» **EXERCISE**:
Check each line of the data, and copy those where "clicks" appears.

» **DATA IN THIS EXERCISE**:

# # # #

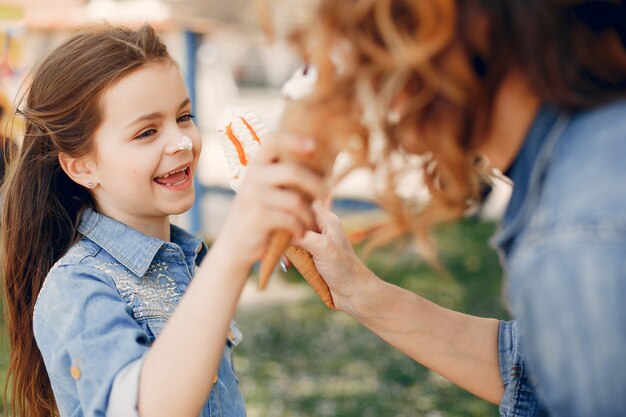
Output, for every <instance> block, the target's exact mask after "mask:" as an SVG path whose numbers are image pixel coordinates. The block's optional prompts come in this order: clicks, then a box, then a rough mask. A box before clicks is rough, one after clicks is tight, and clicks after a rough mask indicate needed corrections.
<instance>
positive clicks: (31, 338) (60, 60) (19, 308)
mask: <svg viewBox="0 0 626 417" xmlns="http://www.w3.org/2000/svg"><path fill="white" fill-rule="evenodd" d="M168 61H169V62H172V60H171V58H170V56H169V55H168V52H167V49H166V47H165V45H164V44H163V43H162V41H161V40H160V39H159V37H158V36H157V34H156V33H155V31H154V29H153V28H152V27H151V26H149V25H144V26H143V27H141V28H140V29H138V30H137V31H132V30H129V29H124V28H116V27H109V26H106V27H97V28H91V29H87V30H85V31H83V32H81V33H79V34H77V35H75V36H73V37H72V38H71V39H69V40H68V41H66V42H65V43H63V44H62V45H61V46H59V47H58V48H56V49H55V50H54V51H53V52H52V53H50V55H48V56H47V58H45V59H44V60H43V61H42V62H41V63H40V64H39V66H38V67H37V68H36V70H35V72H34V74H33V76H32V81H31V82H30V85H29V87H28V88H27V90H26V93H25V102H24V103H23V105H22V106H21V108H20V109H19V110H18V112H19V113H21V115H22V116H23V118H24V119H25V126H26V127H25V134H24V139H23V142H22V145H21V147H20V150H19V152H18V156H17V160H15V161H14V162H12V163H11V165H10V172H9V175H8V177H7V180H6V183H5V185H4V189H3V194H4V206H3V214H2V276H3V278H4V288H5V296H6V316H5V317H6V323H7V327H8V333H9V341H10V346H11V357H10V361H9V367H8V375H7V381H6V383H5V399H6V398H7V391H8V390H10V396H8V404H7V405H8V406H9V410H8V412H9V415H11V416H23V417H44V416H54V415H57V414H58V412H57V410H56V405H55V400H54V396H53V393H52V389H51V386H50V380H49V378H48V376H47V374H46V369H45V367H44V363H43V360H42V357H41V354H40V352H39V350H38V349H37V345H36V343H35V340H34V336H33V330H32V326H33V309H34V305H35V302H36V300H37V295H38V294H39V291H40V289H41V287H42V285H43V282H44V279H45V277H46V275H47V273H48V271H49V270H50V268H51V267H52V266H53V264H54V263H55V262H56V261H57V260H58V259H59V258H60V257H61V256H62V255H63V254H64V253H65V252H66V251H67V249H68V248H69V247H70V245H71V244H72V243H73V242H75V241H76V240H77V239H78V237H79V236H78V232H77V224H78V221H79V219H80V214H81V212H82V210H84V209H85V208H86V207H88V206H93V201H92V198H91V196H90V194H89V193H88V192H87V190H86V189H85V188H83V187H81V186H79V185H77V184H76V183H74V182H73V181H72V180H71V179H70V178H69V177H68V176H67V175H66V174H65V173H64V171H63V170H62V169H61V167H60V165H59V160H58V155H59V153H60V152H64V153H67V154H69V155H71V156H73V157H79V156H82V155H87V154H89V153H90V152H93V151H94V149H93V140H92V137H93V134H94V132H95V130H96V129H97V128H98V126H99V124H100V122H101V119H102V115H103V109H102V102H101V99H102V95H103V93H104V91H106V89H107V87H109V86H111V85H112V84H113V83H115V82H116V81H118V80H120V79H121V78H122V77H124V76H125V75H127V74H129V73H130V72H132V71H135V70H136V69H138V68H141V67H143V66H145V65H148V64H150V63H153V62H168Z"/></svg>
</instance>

# # # #

» **RESULT OF THE TASK**:
Output, for every <instance> block, the target's exact mask after "mask:" as an SVG path whose numbers are image pixel coordinates. The block's optional prompts come in this order: clicks, then a box, then a rough mask. A box before clicks is rough, one after clicks is tight, and clicks after a rough mask indicate needed corrections.
positive clicks: (31, 338) (60, 60) (19, 308)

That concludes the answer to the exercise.